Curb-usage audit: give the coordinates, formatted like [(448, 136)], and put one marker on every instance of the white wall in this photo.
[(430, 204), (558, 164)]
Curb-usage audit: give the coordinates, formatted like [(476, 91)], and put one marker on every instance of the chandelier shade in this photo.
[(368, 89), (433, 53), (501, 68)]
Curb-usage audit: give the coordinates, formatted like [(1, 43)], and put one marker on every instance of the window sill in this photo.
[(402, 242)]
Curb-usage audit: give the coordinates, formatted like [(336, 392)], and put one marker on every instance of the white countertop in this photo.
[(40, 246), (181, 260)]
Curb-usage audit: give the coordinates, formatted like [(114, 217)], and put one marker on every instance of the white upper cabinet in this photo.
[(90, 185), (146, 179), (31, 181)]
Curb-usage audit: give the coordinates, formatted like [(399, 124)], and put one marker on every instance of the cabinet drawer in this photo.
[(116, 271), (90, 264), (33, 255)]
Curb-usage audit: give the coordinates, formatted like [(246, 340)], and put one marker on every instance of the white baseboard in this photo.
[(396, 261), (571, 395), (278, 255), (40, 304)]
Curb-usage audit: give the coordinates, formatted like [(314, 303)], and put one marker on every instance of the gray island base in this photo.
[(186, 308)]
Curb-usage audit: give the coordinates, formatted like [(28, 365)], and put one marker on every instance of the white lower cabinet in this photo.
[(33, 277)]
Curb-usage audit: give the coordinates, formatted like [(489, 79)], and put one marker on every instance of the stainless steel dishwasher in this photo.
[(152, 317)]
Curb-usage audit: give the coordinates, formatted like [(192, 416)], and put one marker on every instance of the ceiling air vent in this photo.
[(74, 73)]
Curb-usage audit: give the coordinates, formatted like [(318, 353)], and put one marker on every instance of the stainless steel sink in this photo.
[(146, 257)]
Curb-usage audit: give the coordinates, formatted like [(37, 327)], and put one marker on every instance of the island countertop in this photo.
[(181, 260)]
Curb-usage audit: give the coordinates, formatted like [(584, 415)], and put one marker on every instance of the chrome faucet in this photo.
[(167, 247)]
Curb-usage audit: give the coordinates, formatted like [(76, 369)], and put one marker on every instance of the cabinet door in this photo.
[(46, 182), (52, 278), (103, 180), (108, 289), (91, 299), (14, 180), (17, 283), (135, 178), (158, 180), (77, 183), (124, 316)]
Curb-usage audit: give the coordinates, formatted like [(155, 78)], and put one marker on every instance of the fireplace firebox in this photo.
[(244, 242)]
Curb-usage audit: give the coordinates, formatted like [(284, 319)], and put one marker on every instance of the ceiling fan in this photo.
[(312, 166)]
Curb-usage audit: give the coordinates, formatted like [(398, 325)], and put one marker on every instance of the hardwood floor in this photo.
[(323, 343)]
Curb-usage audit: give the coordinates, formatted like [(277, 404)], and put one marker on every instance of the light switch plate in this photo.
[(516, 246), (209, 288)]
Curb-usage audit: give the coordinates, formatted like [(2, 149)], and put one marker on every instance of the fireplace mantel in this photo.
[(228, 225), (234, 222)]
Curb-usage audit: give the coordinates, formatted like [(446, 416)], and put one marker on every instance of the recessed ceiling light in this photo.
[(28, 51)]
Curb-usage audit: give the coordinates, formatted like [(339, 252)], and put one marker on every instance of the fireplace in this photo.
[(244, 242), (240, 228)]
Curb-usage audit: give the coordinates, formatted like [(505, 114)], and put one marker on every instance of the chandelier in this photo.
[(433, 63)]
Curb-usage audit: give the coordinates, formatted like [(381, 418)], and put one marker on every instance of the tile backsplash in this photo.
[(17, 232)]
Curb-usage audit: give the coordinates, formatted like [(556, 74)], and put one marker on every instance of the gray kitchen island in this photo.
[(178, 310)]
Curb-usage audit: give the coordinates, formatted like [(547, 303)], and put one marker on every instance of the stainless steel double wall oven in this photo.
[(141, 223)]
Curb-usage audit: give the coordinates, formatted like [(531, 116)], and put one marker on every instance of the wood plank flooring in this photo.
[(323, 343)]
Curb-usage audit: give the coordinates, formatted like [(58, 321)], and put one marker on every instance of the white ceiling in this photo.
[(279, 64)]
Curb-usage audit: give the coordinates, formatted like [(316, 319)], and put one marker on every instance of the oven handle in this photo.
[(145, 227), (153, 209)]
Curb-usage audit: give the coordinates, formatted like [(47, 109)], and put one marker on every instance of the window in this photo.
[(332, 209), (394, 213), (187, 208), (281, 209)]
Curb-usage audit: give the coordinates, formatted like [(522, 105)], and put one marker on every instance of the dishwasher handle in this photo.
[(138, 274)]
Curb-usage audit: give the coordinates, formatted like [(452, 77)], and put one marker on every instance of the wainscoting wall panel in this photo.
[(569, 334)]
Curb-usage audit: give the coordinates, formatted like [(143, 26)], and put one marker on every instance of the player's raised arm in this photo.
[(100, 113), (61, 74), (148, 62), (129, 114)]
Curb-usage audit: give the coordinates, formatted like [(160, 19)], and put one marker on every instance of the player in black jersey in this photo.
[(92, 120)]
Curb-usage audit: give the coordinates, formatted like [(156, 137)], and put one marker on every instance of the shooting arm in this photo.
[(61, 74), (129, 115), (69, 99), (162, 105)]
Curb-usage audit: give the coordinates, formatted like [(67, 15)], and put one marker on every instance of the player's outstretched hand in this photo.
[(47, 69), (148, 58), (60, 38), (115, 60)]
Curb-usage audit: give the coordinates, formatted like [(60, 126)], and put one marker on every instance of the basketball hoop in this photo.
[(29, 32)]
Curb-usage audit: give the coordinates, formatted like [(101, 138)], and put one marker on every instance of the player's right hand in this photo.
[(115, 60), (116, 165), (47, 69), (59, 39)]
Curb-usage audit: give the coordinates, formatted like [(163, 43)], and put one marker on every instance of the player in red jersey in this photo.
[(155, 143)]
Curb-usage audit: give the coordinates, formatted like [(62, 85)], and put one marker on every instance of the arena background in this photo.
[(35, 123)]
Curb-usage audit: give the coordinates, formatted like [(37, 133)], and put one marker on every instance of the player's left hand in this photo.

= = =

What is needed
Put all the rows above into a numbered list, leaving out any blank lines.

Complete answer
1. Curb-usage audit: give the coordinates, formatted like [(448, 136)], and put one marker on every instance of the white wall in this photo.
2. [(430, 204), (558, 164)]
3. Curb-usage audit: give the coordinates, formatted like [(476, 91)], and put one marker on every instance of the chandelier shade in this photo.
4. [(368, 89), (433, 53), (501, 68)]
5. Curb-usage audit: give the coordinates, formatted like [(1, 43)], and put one marker on every instance of the window sill in this photo.
6. [(402, 242)]
7. Curb-usage audit: give the coordinates, formatted like [(336, 392)], and put one marker on every instance of the white countertop in this photo.
8. [(40, 246), (181, 260)]
9. Curb-usage audit: give the coordinates, formatted like [(114, 217)], and put one marker on every instance of the white upper cabinet in this photo.
10. [(90, 185), (146, 179), (31, 181)]
11. Curb-usage audit: give the coordinates, formatted like [(399, 124)], and put one marker on every instance of the cabinet drawer in this photo.
12. [(116, 271), (90, 264), (33, 255)]
13. Curb-usage audit: give the coordinates, formatted like [(246, 340)], and put one marker on every instance of the white baseboard in this photo.
14. [(396, 261), (571, 395), (278, 255), (40, 304)]
15. Curb-usage audit: give the coordinates, formatted like [(314, 303)], and put one marker on every instance of the gray island base in this photo.
16. [(186, 308)]
17. Curb-usage audit: give the coordinates, formatted like [(28, 365)], and put one marker on every instance of the white lower cabinet in this photo.
18. [(33, 277)]
19. Curb-usage audit: give the coordinates, formatted like [(489, 79)], and put one marker on every instance of the stainless steel dishwasher in this photo.
20. [(152, 317)]
21. Curb-usage audit: give the coordinates, formatted like [(192, 416)], and put one marker on every instance of the ceiling air vent in this photo.
22. [(74, 73)]
23. Curb-usage audit: give the coordinates, formatted like [(318, 353)], and put one marker on every instance of the stainless steel sink in this photo.
24. [(146, 257)]
25. Curb-usage audit: give the coordinates, formatted like [(37, 327)], and put one marker on every instance of the island countertop in this photo.
26. [(181, 260)]
27. Curb-usage audit: give the coordinates, formatted like [(584, 415)], and put one marker on every instance of the chrome faucet in this photo.
28. [(167, 247)]
29. Curb-usage audit: give the coordinates, formatted like [(76, 369)], and put one marker on every instance of the cabinet door in this photo.
30. [(46, 182), (52, 278), (103, 180), (108, 289), (91, 299), (14, 180), (17, 283), (135, 178), (158, 180), (77, 183), (124, 316)]
31. Curb-usage audit: give the coordinates, formatted like [(155, 78)], and put one marker on every instance of the fireplace firebox in this photo.
32. [(244, 242)]
33. Curb-usage audit: give the coordinates, formatted like [(284, 319)], and put one marker on every instance of the ceiling fan in this photo.
34. [(312, 166)]
35. Curb-usage audit: give the coordinates, formatted like [(398, 325)], and put one marker on every instance of the hardwood floor in this photo.
36. [(323, 343)]
37. Curb-usage audit: give the coordinates, formatted like [(277, 404)], and put one marker on every instance of the light switch plate in this photo.
38. [(516, 246), (209, 288)]
39. Curb-usage audit: give the coordinates, formatted like [(2, 149)], and put one marker on every instance of the fireplace mantel in this photo.
40. [(228, 225), (234, 222)]
41. Curb-usage audit: give the coordinates, formatted like [(446, 416)], and put one marker on every instance of the recessed ceiling light in this photo.
42. [(28, 51)]
43. Curb-usage audit: give the coordinates, formatted like [(339, 252)], and put one marker on every instance of the fireplace in this photo.
44. [(244, 242), (240, 228)]
45. Curb-usage audit: give the coordinates, formatted like [(505, 114)], and put one marker on every instance of the chandelier in this photo.
46. [(433, 63)]
47. Curb-usage audit: give the coordinates, formatted like [(381, 418)], and put one marker on every instance of the tile backsplash in this photo.
48. [(17, 232)]
49. Curb-usage audit: give the coordinates, formatted like [(556, 74)], and put one marker on every instance of the gray kitchen island in this photo.
50. [(178, 310)]
51. Curb-usage audit: give the coordinates, formatted like [(547, 303)], and put one marker on every instance of the stainless steel double wall oven in this photo.
52. [(141, 223)]
53. Curb-usage audit: give the coordinates, formatted like [(531, 116)], and put one marker on every instance of the wood plank flooring in this photo.
54. [(323, 343)]
55. Curb-usage audit: give the coordinates, formatted like [(58, 321)], and put one marker on every instance of the white ceiling in this photo.
56. [(279, 64)]
57. Curb-usage audit: give the coordinates, formatted like [(316, 319)], and put one marker on every instance of the oven handle in this photo.
58. [(145, 227), (153, 209)]
59. Curb-usage audit: give the coordinates, formatted like [(47, 109)], and put one marker on every instance of the window in this photo.
60. [(332, 209), (394, 213), (187, 208), (281, 209)]
61. Curb-usage audit: give the coordinates, formatted like [(522, 105)], and put one marker on every instance of the dishwasher handle in this photo.
62. [(138, 274)]
63. Curb-usage audit: give the coordinates, formatted like [(452, 77)], and put one marker on every instance of the wainscoting wall panel in this photo.
64. [(569, 334)]
65. Curb-usage audit: give the coordinates, formatted like [(143, 26)], and put one marker on every instance of the player's raised arm in this photo.
66. [(100, 113), (61, 74), (148, 62), (129, 114)]
67. Curb-usage audit: give the coordinates, formatted like [(160, 19)], and put one marker on every instance of the player in black jersey in this photo.
68. [(92, 120)]
69. Curb-usage audit: give the coordinates, formatted like [(156, 137)], and put one marker on every instance of the shooting arm in this photo.
70. [(61, 74), (129, 115), (69, 99), (162, 105)]
71. Curb-usage audit: give the coordinates, formatted like [(67, 15)], and put one marker on every instance of the player's outstretched hand in this photo.
72. [(47, 69), (148, 58), (60, 38), (115, 60)]
73. Curb-usage audit: give the coordinates, formatted like [(60, 126)], and put one marker on every instance of the basketball hoop in this photo.
74. [(29, 32)]
75. Curb-usage audit: give the coordinates, formatted like [(101, 138)], and put one marker on every instance of the player's right hand in this photo.
76. [(115, 60), (116, 165), (47, 69), (59, 39)]
77. Curb-usage audit: give the coordinates, formatted like [(163, 43)], and put one marker on every instance of the player in red jersey in this photo.
78. [(155, 143)]
79. Curb-usage audit: give the coordinates, formatted like [(62, 85)], and put one marker on every instance of the arena background in this photo.
80. [(35, 123)]
81. Curb-usage audit: give the coordinates, formatted like [(37, 133)], and put one marker on every instance of the player's left hand in this photo.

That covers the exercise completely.